### DATA EXTRACTS
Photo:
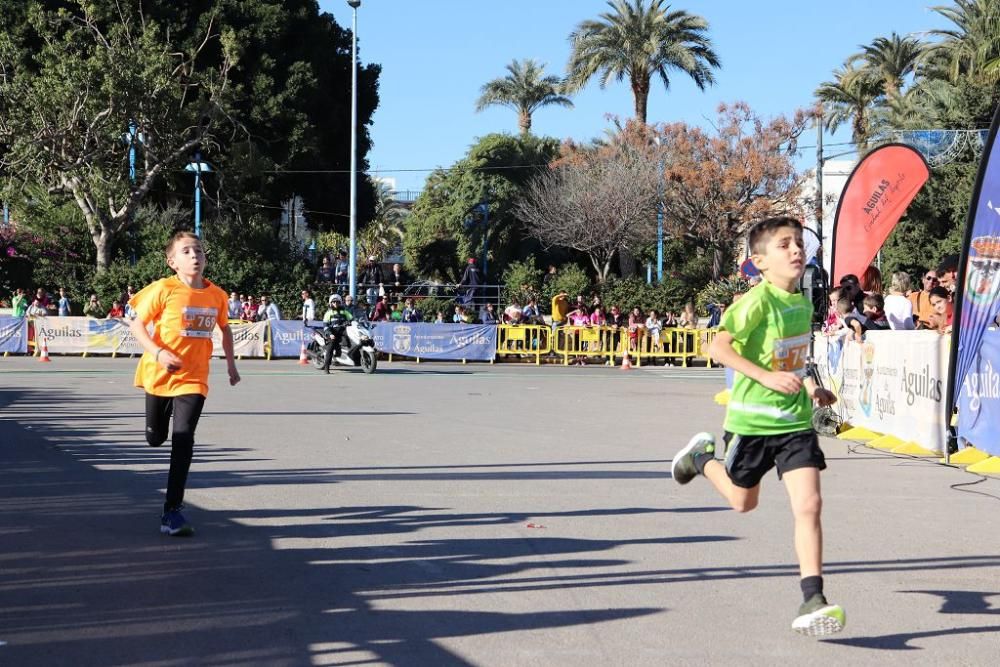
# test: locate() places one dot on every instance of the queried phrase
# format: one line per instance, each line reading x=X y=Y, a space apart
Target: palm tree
x=851 y=97
x=525 y=90
x=891 y=59
x=385 y=231
x=638 y=41
x=972 y=47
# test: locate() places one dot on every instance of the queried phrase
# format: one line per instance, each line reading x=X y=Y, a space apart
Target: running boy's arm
x=162 y=355
x=723 y=352
x=227 y=348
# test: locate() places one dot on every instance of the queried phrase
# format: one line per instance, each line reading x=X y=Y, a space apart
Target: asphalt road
x=457 y=515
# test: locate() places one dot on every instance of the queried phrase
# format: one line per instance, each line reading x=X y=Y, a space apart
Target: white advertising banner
x=892 y=383
x=248 y=339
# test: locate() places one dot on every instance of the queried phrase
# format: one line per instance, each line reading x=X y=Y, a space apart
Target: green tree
x=439 y=235
x=639 y=41
x=95 y=72
x=525 y=89
x=891 y=59
x=851 y=96
x=972 y=47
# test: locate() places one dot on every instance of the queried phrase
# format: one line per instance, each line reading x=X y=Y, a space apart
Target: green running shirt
x=771 y=328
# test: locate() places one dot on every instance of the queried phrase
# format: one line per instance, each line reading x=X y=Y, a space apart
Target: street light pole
x=353 y=259
x=659 y=218
x=197 y=166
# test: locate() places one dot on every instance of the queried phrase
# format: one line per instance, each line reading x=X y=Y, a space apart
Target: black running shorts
x=750 y=457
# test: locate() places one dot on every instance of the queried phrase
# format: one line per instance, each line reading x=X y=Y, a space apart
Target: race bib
x=197 y=322
x=790 y=354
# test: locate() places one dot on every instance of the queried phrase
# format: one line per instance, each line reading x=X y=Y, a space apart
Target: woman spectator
x=941 y=317
x=898 y=308
x=636 y=324
x=512 y=314
x=653 y=327
x=871 y=280
x=489 y=315
x=249 y=311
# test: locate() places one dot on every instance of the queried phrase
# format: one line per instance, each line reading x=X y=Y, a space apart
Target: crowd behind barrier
x=465 y=342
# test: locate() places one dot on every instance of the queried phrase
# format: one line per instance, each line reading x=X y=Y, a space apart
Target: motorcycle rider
x=336 y=319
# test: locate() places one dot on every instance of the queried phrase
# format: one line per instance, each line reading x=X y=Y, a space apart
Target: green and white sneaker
x=682 y=468
x=818 y=618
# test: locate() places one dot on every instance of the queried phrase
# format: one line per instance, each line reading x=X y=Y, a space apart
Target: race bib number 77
x=790 y=354
x=197 y=322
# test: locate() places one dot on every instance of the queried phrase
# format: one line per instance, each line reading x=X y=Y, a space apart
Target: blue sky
x=435 y=55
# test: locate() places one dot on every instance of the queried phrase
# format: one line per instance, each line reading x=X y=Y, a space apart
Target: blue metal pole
x=659 y=230
x=197 y=195
x=486 y=236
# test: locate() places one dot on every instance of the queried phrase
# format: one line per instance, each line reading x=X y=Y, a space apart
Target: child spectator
x=941 y=303
x=898 y=308
x=64 y=305
x=184 y=310
x=489 y=315
x=93 y=308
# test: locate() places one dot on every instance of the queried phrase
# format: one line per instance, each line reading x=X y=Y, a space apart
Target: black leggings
x=186 y=410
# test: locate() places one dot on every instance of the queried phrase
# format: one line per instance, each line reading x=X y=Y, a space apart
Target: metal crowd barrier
x=524 y=340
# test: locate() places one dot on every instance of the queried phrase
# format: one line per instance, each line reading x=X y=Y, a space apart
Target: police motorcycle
x=357 y=347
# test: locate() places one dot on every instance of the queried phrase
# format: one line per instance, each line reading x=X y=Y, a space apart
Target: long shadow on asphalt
x=85 y=578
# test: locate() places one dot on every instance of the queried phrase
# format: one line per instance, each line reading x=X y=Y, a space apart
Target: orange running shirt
x=184 y=319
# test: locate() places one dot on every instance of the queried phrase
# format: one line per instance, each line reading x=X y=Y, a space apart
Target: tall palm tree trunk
x=640 y=93
x=524 y=122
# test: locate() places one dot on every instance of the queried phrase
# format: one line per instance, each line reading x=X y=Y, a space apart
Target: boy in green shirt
x=764 y=337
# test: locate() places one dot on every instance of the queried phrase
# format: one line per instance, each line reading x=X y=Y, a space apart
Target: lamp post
x=353 y=258
x=197 y=166
x=659 y=218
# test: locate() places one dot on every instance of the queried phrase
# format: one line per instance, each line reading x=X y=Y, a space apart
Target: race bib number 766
x=790 y=354
x=197 y=322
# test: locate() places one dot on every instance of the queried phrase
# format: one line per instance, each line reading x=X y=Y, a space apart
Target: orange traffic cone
x=45 y=351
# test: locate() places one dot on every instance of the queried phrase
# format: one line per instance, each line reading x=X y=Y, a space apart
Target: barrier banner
x=979 y=401
x=64 y=335
x=13 y=334
x=473 y=342
x=892 y=383
x=876 y=195
x=248 y=339
x=287 y=337
x=977 y=296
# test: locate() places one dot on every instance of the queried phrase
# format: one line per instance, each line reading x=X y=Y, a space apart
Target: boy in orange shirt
x=183 y=309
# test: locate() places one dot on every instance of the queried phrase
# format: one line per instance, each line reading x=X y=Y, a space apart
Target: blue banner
x=13 y=334
x=979 y=401
x=977 y=297
x=287 y=337
x=473 y=342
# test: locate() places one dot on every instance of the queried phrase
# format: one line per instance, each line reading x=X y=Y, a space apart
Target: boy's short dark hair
x=762 y=232
x=875 y=301
x=940 y=292
x=948 y=264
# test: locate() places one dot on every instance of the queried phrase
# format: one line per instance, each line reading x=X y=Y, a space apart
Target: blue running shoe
x=174 y=524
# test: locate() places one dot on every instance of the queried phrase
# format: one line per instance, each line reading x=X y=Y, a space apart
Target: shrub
x=570 y=278
x=522 y=281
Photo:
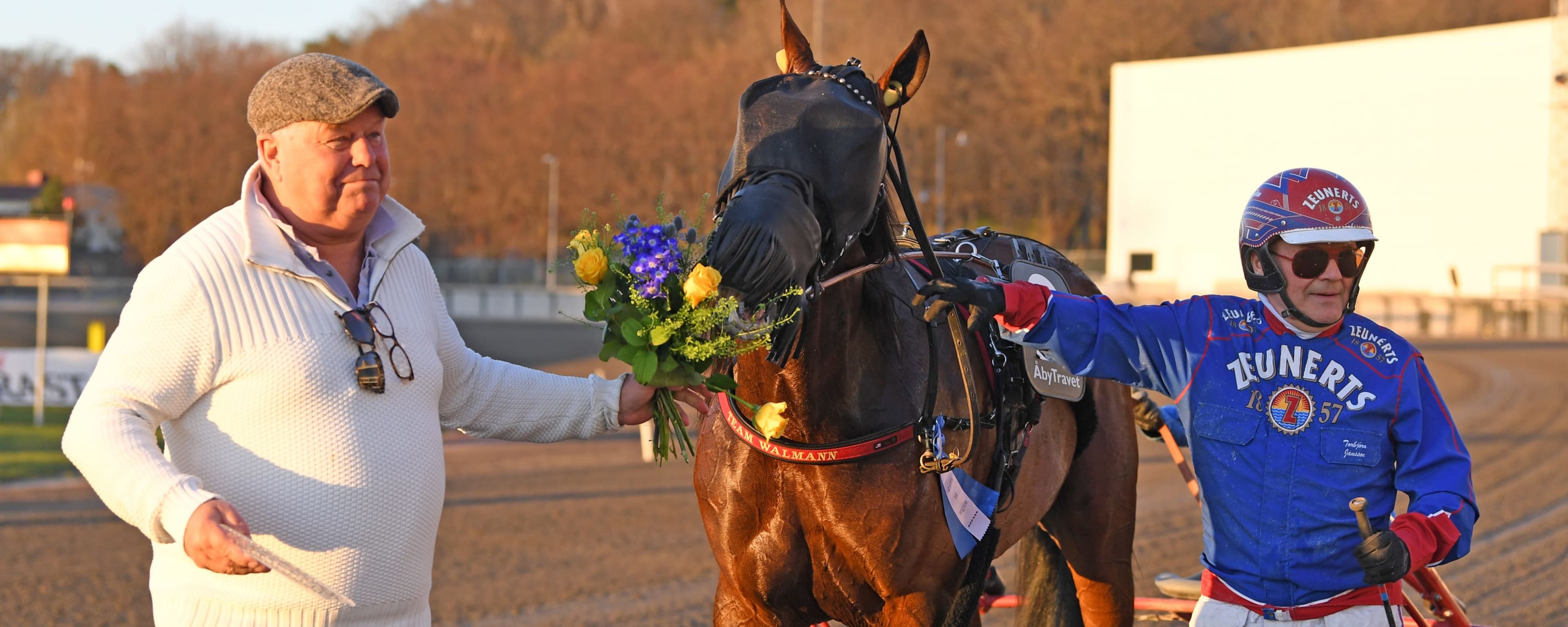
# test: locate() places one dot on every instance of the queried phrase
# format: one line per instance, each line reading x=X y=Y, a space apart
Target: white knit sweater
x=234 y=350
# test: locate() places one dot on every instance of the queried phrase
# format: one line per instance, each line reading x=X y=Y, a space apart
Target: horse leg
x=1094 y=516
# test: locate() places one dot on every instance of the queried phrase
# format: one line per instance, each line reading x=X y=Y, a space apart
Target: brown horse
x=866 y=543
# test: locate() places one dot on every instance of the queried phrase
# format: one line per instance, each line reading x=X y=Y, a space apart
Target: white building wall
x=1445 y=134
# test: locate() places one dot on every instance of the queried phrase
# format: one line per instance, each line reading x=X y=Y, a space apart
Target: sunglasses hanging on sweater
x=363 y=325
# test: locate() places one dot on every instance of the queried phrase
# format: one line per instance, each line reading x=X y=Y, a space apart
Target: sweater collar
x=267 y=247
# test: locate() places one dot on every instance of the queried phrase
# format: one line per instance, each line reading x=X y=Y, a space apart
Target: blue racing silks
x=1283 y=430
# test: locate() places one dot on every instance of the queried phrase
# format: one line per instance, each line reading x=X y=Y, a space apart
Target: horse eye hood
x=769 y=239
x=822 y=131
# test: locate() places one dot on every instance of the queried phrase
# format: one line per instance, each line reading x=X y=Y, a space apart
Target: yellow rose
x=590 y=265
x=702 y=284
x=771 y=419
x=582 y=242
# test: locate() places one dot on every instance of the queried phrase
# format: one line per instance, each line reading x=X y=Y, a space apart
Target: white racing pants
x=1219 y=614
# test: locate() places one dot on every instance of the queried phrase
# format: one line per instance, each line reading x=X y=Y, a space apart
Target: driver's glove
x=985 y=300
x=1383 y=557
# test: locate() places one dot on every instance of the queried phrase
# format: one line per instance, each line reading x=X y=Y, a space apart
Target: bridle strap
x=911 y=212
x=901 y=258
x=811 y=454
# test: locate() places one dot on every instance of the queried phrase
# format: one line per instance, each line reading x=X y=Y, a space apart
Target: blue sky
x=115 y=30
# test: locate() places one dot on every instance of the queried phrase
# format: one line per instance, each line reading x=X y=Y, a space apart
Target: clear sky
x=115 y=30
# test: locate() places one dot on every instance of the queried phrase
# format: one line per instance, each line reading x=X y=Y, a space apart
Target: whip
x=1360 y=507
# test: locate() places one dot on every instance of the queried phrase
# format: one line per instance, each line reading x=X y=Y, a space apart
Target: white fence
x=512 y=303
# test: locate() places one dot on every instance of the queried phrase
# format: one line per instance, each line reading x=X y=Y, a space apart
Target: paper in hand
x=283 y=567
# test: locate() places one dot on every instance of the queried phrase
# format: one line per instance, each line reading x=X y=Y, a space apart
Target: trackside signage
x=67 y=372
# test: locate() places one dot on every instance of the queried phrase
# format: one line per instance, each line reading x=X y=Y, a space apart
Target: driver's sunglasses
x=363 y=325
x=1312 y=262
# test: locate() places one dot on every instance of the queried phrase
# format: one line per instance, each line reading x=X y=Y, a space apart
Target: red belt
x=811 y=454
x=1216 y=588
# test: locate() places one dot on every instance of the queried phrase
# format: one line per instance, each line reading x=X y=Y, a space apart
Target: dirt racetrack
x=584 y=534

### TASK DIRECTIONS
Take the line with "Target: driver's sunglasses" and all lines after it through the end of the records, and write them out exactly; include nothing else.

### ANSWER FOR THE TASK
Target: driver's sunglasses
x=363 y=325
x=1312 y=262
# test: locate() places one dot on every instance of the queried phrase
# format: one line per instance, each line reading x=X y=Y, a space apart
Target: red belt
x=811 y=454
x=1216 y=588
# test: locate() places one dot on every instance of the queried phrase
# format: one line per instance, each line reading x=X y=Y, a space apart
Target: dirt racetrack
x=584 y=534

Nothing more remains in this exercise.